Provided passage |
***
# Elton John's world tour



## rubbershoes (Nov 12, 2005)

The little fella is out and about  next year doing all the major venues

Helsinki
Stuttgart
Hamburg
Zurich
Taunton   

That's right he's coming to Taunton for one night only . I was offered a ticket yesterday for £200  . The thought of swaying along to _candle in the wind_ with the crowd holding their pasties aloft was of course tempting but i remembered i was washing my hair that night

what next? U2 on the pier at Burnham?


----------



## Hollis (Nov 12, 2005)

Christ!! Is he playing the Brewhouse.. 

You know.. its almost worth going..


----------



## Idaho (Nov 12, 2005)

Elton John played down the road at Powderham Castle last year. Perhaps he has a thing for a decent cream tea.


----------



## Hollis (Nov 12, 2005)

Hmm.. it appears he's doing a tour of cricket grounds.


----------



## The Lone Runner (Nov 12, 2005)

Didn't he play at Bristol City football ground last year (maybe the year before?) I recall going to a BBQ at J77's house and sitting out in the garden listening    We also did this when Rob Stewart played  

(and bryan adams     )


----------



## exleper (Nov 12, 2005)

Yeah, he's coming to Canterbury next year.


----------



## WasGeri (Nov 12, 2005)

Well, good on him. He puts on a pretty good show for the money. 



So I'm told, anyway...


----------



## Idaho (Nov 13, 2005)

Geri said:
			
		

> Well, good on him. He puts on a pretty good show for the money.
> 
> 
> 
> So I'm told, anyway...



Heheheh - I'll give him some credit for slagging off Maddonna and her lip synch tours.


----------
***
Records supplied |

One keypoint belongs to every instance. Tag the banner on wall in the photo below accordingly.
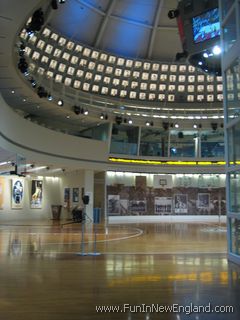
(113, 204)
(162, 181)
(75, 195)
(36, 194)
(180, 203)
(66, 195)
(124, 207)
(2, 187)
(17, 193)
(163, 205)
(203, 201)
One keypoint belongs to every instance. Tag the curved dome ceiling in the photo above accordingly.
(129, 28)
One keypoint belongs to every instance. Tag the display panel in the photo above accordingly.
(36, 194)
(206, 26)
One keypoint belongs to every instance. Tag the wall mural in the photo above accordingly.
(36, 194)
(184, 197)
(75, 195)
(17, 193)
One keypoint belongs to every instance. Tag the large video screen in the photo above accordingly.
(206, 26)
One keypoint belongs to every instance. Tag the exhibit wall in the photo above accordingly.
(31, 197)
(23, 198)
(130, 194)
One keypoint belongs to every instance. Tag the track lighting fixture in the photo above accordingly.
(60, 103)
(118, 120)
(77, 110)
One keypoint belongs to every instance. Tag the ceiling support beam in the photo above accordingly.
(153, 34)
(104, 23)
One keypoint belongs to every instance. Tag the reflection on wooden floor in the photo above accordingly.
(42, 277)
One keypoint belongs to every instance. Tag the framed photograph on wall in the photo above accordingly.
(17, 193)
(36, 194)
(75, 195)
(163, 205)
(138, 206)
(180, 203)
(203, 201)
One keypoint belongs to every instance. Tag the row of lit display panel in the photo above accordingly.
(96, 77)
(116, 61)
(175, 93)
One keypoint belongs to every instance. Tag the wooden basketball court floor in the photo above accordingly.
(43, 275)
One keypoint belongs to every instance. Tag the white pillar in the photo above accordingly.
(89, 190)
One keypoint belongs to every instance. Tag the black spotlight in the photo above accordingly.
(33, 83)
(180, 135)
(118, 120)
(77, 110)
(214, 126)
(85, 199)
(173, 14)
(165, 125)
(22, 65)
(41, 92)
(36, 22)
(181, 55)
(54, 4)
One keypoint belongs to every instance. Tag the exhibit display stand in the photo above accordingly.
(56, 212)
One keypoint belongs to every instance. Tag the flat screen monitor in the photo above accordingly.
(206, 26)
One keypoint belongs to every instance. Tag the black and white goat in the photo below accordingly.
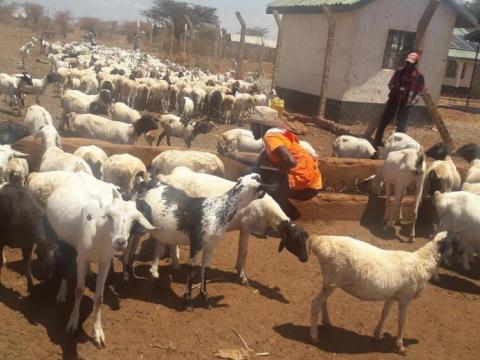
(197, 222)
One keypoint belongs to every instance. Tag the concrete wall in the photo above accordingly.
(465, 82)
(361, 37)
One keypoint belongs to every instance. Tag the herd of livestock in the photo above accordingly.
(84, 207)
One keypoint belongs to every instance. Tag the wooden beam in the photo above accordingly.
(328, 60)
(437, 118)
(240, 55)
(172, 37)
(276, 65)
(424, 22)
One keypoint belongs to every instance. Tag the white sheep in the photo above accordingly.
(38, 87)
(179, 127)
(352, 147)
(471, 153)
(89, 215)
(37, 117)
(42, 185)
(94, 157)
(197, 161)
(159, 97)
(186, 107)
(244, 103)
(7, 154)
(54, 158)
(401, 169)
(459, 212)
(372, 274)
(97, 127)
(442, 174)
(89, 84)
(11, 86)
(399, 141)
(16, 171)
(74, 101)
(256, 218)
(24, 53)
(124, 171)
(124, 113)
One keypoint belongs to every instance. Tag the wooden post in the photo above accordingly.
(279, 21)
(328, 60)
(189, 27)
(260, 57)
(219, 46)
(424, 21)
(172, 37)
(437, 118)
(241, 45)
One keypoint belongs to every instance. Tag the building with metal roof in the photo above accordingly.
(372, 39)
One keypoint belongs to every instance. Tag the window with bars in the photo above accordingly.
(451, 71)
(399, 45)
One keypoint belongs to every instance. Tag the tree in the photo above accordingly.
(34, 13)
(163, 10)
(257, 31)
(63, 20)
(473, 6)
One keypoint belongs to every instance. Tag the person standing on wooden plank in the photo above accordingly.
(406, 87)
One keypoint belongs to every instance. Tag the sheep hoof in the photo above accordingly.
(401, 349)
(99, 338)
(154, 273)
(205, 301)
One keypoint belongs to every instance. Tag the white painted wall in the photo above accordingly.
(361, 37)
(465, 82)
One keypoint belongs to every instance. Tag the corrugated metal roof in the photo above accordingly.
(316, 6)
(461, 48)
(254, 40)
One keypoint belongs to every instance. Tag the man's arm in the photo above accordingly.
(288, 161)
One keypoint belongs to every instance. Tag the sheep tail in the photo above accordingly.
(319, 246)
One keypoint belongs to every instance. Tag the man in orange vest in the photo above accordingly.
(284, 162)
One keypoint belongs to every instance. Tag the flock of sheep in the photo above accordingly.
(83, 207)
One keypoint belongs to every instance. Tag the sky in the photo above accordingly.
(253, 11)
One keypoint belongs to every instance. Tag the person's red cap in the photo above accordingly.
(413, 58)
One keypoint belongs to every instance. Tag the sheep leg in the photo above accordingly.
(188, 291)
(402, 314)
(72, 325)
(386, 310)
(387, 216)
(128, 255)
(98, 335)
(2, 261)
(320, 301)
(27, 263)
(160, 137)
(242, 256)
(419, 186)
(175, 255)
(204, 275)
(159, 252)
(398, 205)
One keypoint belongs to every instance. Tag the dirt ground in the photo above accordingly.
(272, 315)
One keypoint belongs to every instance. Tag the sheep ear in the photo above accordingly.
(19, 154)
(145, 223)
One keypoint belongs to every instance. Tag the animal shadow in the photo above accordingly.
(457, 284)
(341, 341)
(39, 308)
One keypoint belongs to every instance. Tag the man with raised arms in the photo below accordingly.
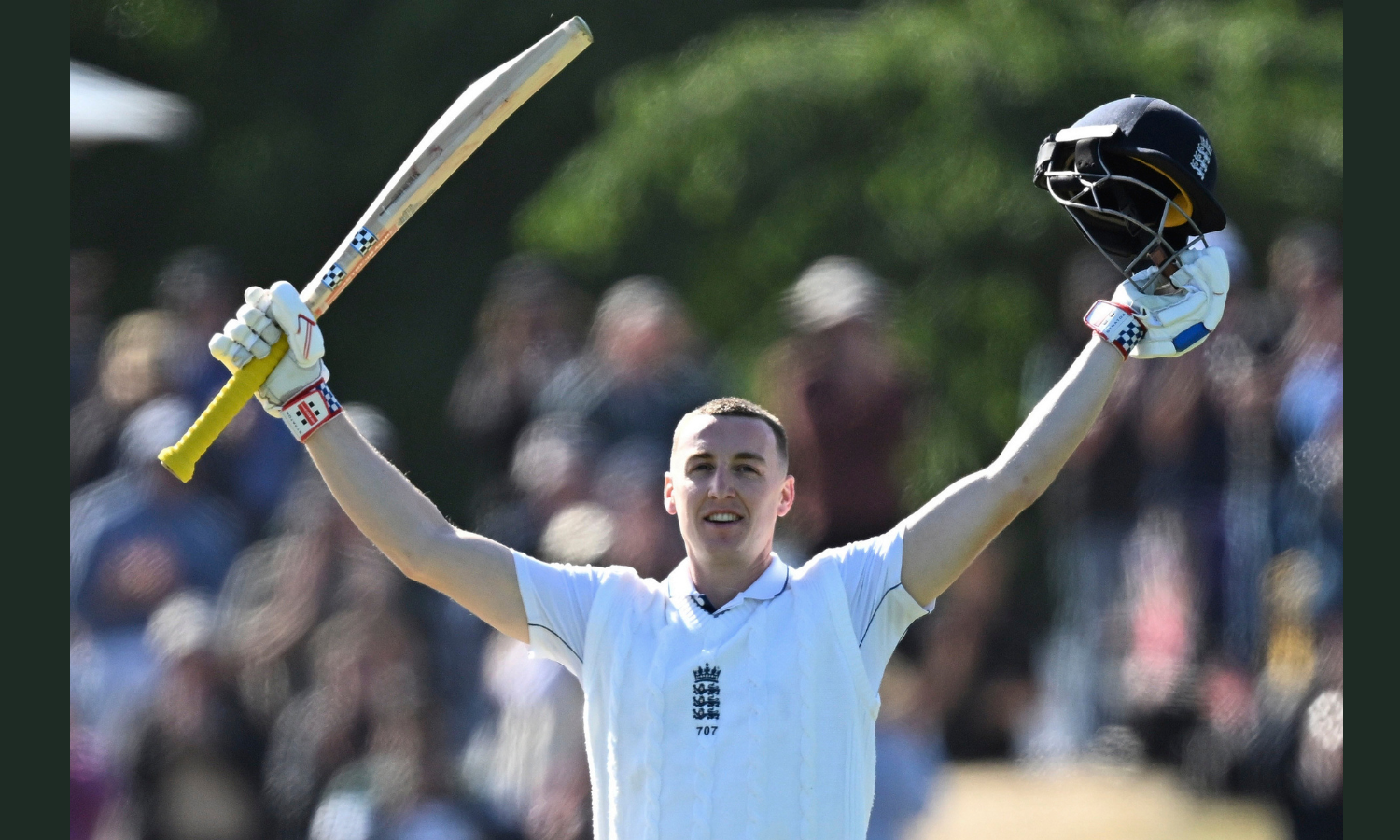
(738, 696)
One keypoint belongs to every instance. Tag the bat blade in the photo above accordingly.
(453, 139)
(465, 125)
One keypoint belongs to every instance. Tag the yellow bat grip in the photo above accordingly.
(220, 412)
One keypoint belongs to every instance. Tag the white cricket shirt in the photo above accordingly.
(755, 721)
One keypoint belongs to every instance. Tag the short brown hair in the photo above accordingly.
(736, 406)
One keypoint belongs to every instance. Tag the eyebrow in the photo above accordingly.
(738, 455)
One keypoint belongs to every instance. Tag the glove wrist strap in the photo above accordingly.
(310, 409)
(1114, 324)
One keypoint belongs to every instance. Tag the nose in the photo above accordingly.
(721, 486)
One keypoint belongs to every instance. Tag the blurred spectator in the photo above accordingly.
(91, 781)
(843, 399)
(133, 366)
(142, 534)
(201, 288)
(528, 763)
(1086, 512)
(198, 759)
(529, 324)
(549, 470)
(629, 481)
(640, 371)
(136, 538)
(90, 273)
***
Direction 1 | From the first post of the Elton John tour thread, list every city given as a stop on next year's tour.
Direction 2 | In the opening post of the Elton John tour thread, what reason does the poster give for passing up the £200 Taunton ticket?

Expected output 1 | Helsinki, Stuttgart, Hamburg, Zurich, Taunton

Expected output 2 | The poster says they remembered they were washing their hair that night. That was despite admitting that the thought of swaying along to "Candle in the Wind" with the crowd holding their pasties aloft was tempting.